Collected data

......

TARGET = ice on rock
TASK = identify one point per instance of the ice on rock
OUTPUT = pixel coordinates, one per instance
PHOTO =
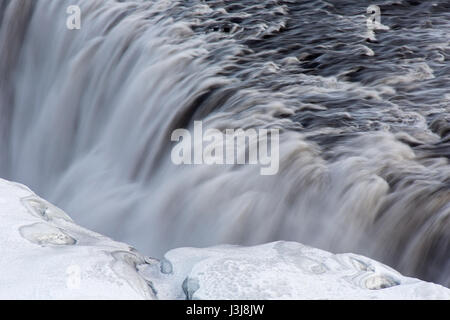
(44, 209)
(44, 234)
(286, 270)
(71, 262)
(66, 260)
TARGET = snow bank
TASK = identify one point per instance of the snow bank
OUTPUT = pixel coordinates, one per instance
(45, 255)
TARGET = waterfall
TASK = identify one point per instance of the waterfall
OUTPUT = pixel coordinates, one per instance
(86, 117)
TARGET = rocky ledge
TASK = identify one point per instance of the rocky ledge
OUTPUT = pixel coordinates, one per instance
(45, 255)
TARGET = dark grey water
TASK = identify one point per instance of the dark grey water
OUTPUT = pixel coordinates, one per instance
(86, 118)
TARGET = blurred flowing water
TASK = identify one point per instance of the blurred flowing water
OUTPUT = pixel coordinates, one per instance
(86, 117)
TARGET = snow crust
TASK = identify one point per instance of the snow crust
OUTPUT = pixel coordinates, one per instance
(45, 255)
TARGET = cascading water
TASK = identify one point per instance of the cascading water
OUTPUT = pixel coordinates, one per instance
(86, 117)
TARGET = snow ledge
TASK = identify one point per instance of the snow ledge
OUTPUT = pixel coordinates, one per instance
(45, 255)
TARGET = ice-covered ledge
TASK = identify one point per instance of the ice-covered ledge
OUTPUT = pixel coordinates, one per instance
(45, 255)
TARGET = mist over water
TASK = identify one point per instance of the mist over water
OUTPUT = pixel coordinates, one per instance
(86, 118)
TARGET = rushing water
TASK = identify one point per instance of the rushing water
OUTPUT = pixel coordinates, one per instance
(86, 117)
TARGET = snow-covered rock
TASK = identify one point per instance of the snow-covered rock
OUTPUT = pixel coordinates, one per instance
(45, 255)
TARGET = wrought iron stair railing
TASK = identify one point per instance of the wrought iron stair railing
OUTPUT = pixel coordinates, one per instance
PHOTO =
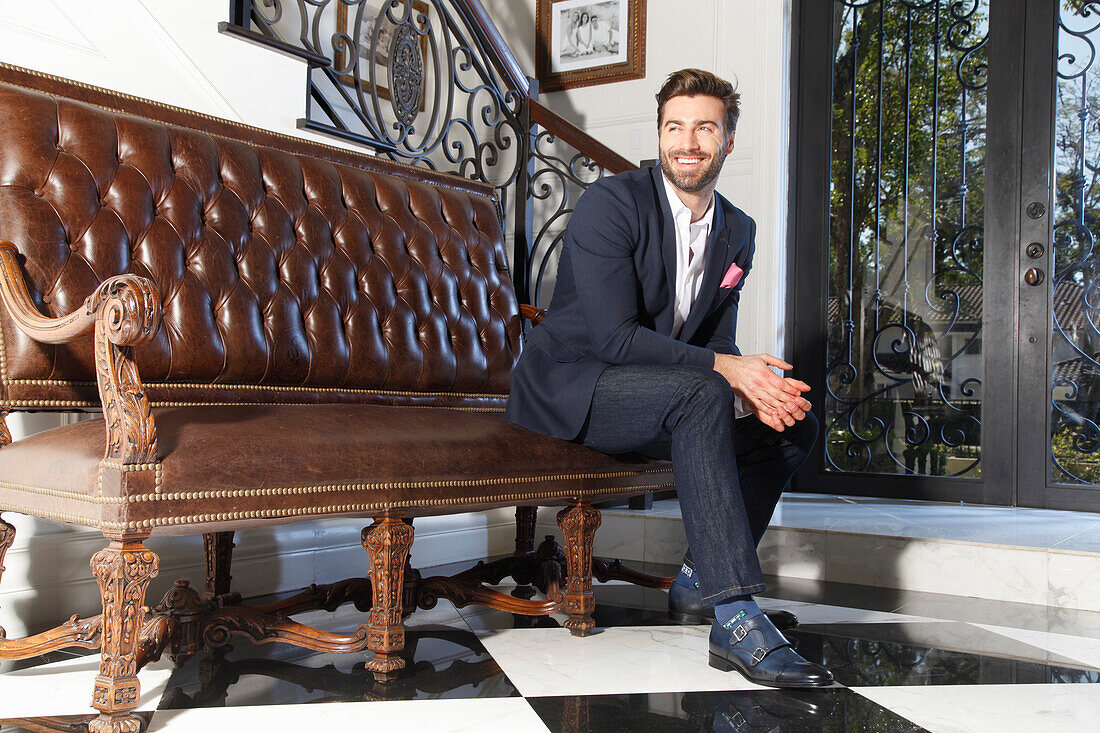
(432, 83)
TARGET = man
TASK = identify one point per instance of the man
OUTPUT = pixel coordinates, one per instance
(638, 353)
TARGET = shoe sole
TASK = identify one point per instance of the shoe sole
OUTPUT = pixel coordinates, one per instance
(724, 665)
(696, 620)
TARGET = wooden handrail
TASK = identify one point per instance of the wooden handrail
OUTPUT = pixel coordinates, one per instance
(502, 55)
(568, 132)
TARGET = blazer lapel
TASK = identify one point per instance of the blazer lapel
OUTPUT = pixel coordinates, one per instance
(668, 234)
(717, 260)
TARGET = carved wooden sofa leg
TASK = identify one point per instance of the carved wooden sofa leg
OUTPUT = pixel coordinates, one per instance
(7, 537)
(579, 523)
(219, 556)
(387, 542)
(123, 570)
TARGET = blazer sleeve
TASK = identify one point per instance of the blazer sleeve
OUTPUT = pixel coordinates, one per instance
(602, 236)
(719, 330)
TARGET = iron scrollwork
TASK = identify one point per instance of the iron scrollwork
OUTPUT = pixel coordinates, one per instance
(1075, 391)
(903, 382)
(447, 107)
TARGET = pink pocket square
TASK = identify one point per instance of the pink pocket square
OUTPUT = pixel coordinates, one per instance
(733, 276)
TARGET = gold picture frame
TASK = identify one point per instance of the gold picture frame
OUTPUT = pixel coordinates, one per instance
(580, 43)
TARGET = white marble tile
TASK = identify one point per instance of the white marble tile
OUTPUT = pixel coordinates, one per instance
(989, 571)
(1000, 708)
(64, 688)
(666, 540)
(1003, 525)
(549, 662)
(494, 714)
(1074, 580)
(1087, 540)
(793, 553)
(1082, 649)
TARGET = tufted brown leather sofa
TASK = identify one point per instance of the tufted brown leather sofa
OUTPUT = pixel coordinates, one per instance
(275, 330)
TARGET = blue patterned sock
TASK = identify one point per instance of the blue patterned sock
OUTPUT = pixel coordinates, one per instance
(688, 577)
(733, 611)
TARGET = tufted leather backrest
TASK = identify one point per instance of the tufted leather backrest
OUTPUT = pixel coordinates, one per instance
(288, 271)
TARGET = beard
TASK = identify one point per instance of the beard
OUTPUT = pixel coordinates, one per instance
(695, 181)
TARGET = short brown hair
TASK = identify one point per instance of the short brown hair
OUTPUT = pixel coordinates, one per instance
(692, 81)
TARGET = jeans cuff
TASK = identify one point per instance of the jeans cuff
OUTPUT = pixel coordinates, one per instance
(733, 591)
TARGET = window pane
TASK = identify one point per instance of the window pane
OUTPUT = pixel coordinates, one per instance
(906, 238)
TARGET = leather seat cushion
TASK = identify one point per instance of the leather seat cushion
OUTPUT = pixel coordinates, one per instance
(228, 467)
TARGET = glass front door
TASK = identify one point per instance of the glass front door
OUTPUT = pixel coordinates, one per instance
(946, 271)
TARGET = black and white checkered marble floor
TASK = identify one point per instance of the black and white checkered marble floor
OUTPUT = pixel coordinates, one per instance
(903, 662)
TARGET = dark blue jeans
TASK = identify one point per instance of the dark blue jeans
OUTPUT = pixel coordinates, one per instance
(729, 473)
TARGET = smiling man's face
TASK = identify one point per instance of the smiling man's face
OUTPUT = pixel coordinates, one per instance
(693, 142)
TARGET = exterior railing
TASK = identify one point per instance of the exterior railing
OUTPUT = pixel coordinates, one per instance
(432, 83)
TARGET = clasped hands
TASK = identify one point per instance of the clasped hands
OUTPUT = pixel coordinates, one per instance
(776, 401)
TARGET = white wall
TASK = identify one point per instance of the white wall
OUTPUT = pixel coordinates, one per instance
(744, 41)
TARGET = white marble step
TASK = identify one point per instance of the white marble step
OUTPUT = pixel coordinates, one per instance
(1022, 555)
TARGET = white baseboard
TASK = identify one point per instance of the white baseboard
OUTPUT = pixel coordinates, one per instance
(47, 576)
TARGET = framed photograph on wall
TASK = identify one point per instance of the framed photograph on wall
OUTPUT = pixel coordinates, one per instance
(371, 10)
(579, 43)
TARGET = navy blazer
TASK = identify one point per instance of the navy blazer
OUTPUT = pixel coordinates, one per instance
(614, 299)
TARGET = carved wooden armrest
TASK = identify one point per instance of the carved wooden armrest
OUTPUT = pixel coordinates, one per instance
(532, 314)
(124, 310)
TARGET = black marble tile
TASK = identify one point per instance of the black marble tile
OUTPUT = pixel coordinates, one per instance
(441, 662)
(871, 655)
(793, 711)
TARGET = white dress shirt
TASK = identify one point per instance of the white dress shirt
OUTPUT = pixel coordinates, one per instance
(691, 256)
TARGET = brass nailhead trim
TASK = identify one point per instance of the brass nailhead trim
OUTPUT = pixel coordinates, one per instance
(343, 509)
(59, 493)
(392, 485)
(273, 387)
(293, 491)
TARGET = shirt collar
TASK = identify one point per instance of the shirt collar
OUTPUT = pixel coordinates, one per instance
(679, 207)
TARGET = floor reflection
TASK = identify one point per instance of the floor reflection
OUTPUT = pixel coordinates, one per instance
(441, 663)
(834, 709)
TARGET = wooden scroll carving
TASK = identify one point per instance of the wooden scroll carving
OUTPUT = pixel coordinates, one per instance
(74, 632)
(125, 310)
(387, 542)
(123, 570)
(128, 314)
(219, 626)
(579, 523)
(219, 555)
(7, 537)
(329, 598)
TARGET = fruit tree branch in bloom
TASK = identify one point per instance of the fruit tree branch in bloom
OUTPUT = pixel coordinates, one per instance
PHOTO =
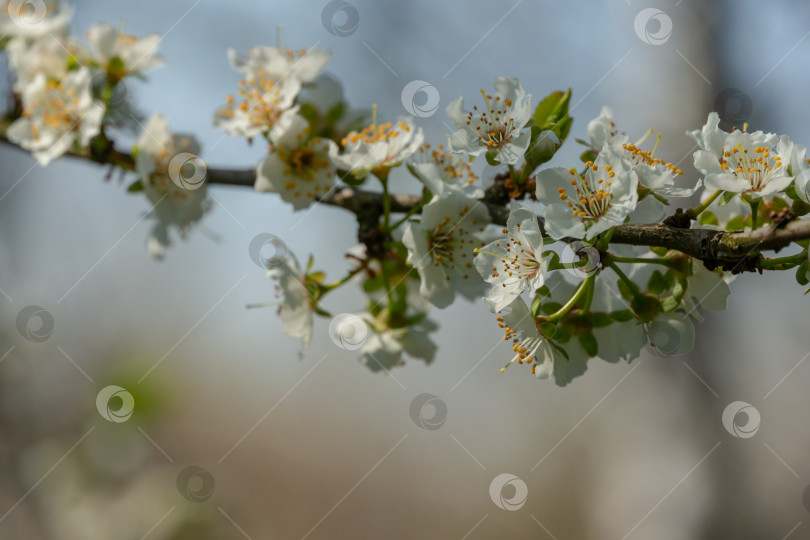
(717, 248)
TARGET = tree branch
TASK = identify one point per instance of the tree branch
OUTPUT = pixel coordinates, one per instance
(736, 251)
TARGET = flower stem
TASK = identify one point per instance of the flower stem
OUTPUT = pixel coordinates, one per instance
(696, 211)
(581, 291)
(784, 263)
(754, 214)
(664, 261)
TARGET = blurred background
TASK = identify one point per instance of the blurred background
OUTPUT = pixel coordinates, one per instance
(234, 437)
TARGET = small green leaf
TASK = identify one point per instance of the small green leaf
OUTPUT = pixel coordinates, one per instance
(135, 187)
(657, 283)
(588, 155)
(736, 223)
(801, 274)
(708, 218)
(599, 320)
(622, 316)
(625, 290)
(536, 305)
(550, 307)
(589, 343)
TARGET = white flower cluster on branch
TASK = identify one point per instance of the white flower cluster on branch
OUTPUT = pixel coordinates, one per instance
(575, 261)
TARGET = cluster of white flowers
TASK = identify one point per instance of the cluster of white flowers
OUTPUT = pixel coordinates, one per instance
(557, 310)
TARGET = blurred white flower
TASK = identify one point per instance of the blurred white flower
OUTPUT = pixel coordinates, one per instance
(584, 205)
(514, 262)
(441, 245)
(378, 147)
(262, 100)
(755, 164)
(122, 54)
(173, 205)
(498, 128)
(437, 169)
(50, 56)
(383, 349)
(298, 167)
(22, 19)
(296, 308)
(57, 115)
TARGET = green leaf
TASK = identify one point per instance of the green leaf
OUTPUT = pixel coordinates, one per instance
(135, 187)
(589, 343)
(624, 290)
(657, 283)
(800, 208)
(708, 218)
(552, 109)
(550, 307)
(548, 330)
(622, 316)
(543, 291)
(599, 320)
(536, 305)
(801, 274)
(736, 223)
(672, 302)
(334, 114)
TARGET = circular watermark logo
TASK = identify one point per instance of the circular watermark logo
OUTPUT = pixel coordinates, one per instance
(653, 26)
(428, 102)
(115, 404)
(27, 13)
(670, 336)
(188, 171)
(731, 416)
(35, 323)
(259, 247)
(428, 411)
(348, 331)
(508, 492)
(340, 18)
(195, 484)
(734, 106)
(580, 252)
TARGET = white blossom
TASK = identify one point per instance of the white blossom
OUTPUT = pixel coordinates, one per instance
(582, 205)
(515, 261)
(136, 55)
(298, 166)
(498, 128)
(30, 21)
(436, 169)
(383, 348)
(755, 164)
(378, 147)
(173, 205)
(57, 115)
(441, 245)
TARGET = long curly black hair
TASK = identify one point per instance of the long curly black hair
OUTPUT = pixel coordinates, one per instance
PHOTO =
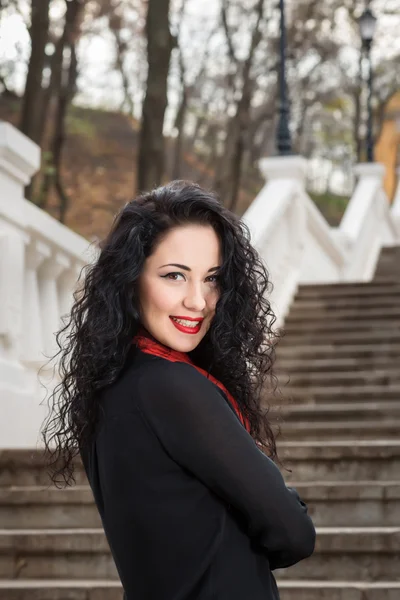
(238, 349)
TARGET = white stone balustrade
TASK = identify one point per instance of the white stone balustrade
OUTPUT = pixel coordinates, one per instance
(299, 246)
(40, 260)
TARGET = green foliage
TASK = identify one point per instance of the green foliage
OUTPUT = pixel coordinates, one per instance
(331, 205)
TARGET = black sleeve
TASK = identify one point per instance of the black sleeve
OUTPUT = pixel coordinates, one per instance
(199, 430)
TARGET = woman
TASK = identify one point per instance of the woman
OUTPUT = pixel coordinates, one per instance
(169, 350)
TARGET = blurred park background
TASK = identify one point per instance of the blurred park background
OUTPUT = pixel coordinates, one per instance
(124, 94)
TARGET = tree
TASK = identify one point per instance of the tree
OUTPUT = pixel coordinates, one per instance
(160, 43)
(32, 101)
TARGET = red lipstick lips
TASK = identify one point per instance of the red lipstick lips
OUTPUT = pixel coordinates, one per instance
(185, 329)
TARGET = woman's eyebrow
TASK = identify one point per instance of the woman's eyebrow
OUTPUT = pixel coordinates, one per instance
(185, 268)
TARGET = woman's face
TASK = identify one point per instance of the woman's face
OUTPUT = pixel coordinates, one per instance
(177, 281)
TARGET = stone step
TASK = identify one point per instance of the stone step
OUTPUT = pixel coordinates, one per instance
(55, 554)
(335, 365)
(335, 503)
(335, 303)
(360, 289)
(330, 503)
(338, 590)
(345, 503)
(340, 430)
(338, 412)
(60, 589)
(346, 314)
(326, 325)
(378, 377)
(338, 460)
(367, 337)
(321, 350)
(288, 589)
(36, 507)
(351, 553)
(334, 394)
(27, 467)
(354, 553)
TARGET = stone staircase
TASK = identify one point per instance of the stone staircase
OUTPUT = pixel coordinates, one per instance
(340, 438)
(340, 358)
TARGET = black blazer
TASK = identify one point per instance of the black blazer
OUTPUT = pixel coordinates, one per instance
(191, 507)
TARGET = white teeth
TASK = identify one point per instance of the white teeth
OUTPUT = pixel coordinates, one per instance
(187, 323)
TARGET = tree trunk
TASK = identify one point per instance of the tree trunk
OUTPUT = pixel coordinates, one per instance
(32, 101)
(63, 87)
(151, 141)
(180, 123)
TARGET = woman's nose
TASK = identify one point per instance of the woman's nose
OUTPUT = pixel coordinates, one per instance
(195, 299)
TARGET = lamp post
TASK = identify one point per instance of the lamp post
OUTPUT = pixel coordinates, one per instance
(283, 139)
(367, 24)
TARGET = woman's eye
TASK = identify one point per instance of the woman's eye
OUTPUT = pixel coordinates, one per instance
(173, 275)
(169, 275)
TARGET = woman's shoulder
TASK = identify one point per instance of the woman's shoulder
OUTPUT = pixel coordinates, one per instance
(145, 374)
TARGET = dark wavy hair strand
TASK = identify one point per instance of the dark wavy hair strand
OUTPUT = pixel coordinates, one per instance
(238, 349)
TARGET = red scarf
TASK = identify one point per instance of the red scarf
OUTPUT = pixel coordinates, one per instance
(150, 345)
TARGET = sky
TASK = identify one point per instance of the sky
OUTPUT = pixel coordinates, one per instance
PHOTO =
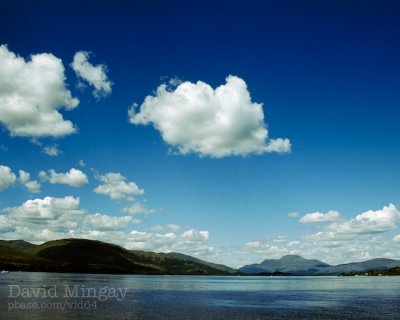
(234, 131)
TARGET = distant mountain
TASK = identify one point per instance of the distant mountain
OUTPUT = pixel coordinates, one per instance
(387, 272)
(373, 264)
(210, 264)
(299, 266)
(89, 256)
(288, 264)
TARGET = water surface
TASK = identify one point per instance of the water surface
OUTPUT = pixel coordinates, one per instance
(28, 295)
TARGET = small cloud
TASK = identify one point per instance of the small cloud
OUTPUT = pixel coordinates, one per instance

......

**WHAT TO WORK ON**: Reproduce word for word the lines running from the line with "TARGET = tree trunk" through the end of the data, both included, and nothing else; leave out the pictures.

**FULL RESPONSE**:
TARGET = tree trunk
TASK = identify one point per instance of the tree trunk
OUTPUT = pixel coordinates, one per instance
(32, 101)
(63, 87)
(151, 141)
(180, 123)
TARGET = woman's nose
TASK = identify one point per instance of the woman's nose
OUTPUT = pixel coordinates, one per instance
(195, 299)
TARGET = lamp post
TASK = identify one point per instance of the lamp post
OUTPUT = pixel coordinates, one per instance
(283, 139)
(367, 24)
TARGET = woman's eye
TASK = identify one point per instance of the woman's eye
OUTPUT = pixel coordinates, one per instance
(173, 275)
(169, 275)
TARGET = woman's shoulder
TASK = identify one point per instance of the woman's shoulder
OUTPUT = pixel coordinates, one per instance
(145, 374)
TARGET = dark wavy hair strand
TASK = identify one point per instance of the dark wavy hair strand
OUTPUT = pixel coordinates, one per instance
(238, 349)
TARGET = red scarf
TASK = identify one point per instance of the red scarf
OUTPUT = pixel coordinates, one per instance
(150, 345)
TARGET = sky
TASK = identify one point per instance of the sky
OUTPUT = pixel coordinates, one per instance
PHOTO =
(234, 131)
TARGET = distant mountain
TASK = identify one point per instance of the distant mountain
OUTPUT = pixel coordinates, one per instance
(387, 272)
(373, 264)
(210, 264)
(299, 266)
(89, 256)
(288, 264)
TARGET = water surface
TASK = identify one point per instance of the water surface
OUTPUT = pixel coordinates, one per instance
(28, 295)
TARGET = small cloud
TASK = identify one point per instance of the small cloud
OUTPUT = pixel coordinates, one per instance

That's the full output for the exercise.